### EXERCISE INSTRUCTIONS
The data below must be copied in full and without any change.

**** DATA SHOWN

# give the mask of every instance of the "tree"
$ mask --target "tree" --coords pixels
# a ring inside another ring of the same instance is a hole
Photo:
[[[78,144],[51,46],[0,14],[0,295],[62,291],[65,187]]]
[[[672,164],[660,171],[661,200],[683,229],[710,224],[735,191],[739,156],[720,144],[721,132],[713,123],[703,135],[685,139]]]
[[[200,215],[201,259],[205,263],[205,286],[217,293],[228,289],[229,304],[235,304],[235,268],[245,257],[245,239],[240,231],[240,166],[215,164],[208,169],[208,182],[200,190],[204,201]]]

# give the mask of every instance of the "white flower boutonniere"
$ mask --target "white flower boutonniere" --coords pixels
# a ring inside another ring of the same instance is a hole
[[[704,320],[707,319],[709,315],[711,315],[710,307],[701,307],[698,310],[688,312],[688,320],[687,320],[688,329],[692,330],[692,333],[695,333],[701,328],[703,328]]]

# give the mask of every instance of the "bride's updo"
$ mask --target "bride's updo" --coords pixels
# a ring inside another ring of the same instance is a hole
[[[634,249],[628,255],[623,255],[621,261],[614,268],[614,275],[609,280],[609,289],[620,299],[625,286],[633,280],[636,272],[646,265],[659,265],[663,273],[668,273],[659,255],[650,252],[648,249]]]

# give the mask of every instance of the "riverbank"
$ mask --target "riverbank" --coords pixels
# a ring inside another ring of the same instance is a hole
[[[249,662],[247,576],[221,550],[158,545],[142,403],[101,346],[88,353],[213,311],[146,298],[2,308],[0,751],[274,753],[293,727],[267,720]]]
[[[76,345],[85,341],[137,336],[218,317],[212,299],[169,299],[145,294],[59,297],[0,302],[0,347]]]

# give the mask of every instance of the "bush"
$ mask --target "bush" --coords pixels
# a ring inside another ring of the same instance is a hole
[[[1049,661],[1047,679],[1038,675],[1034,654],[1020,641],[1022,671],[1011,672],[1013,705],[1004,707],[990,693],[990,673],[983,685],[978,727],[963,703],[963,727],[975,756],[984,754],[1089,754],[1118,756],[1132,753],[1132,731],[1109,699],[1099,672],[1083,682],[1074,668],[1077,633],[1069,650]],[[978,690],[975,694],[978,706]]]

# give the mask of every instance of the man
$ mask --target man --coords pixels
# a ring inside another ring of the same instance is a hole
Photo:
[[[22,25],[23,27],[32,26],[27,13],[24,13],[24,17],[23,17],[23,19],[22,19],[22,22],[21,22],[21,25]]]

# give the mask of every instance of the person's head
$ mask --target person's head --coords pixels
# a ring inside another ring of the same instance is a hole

********

### ANSWER IN FULL
# give the mask of every instance of the "tree"
$ mask --target "tree" --coords pixels
# a ring inside another ring of the same instance is a hole
Photo:
[[[78,144],[51,46],[0,14],[0,295],[62,291],[65,187]]]
[[[672,164],[660,171],[661,200],[683,229],[710,224],[735,191],[739,156],[720,144],[721,132],[713,123],[703,135],[685,139]]]
[[[200,215],[201,259],[205,263],[205,286],[217,293],[228,289],[229,304],[235,304],[235,268],[245,257],[245,239],[240,231],[240,166],[215,164],[208,169],[208,182],[200,190],[204,201]]]

# give the mask of every instance of the "white flower boutonniere"
$ mask --target "white flower boutonniere" --coords pixels
# a ring inside another ring of the same instance is a hole
[[[704,320],[707,319],[709,315],[711,315],[710,307],[701,307],[698,310],[688,312],[688,320],[687,320],[688,329],[692,330],[692,333],[695,333],[701,328],[703,328]]]

# give the mask of every instance of the "bride's updo"
$ mask --target "bride's updo" --coords pixels
# a ring inside another ring of the same instance is a hole
[[[634,249],[628,255],[623,255],[621,261],[614,268],[614,275],[609,280],[609,289],[620,299],[625,286],[633,280],[636,272],[646,265],[659,265],[663,273],[668,273],[659,255],[650,252],[648,249]]]

# give the mask of every instance of the "riverbank"
$ mask --target "riverbank" --coords pixels
# a ring inside another ring of the same instance is a hole
[[[249,662],[247,576],[221,550],[158,545],[142,403],[101,346],[88,353],[213,311],[146,298],[2,308],[0,751],[274,753],[293,727],[267,720]]]
[[[76,345],[85,341],[137,336],[218,317],[212,299],[169,299],[145,294],[59,297],[0,302],[0,347]]]

# give the mask of every instance of the "bush"
$ mask --target "bush" --coords pixels
# a ring inside another ring of the same instance is a hole
[[[1049,661],[1047,679],[1038,675],[1034,654],[1020,641],[1022,671],[1011,672],[1013,705],[1004,707],[990,693],[990,673],[983,685],[978,727],[963,703],[963,727],[975,756],[984,754],[1089,754],[1118,756],[1132,753],[1132,731],[1109,699],[1099,672],[1083,682],[1074,668],[1077,633],[1069,650]],[[978,690],[975,694],[978,706]]]

# give the mask of every instance of the man
$ mask --target man --coords pixels
# a ring inside another ring of the same instance is a hole
Photo:
[[[22,25],[23,27],[32,26],[27,13],[24,13],[24,17],[23,17],[23,19],[22,19],[22,22],[21,22],[21,25]]]

# give the mask of every instance of the person's head
$ mask --target person's head --coords pixels
# a ring inside another ring of the same instance is a hole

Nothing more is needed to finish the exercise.